* [YOUR GOAL]:
Print the material below word for word, leaving out the pictures.

Excerpt from a data file
__________________________________________________

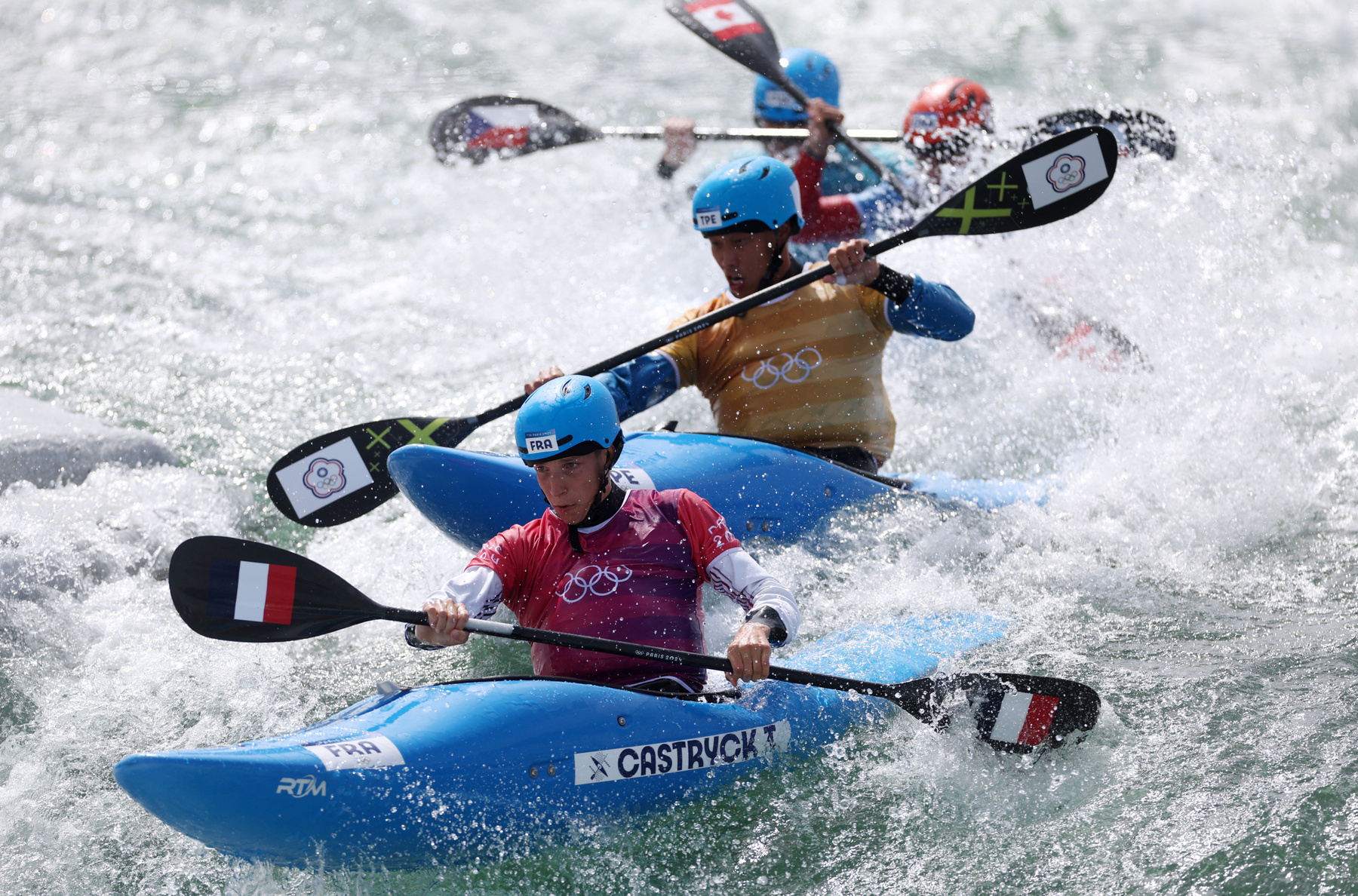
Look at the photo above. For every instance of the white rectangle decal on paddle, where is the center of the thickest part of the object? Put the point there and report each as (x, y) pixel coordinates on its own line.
(251, 590)
(514, 115)
(684, 755)
(324, 477)
(1065, 171)
(631, 478)
(373, 751)
(1013, 713)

__________________________________________________

* [EXERCISE ANSWER]:
Look at the photo above. For every instance of the white rectangle decal on paddle, where is the center of the thickest part of the object? Put the point there and report each as (x, y) pixel coordinates on its own line.
(251, 590)
(514, 115)
(684, 755)
(324, 477)
(1065, 171)
(631, 478)
(373, 751)
(1013, 713)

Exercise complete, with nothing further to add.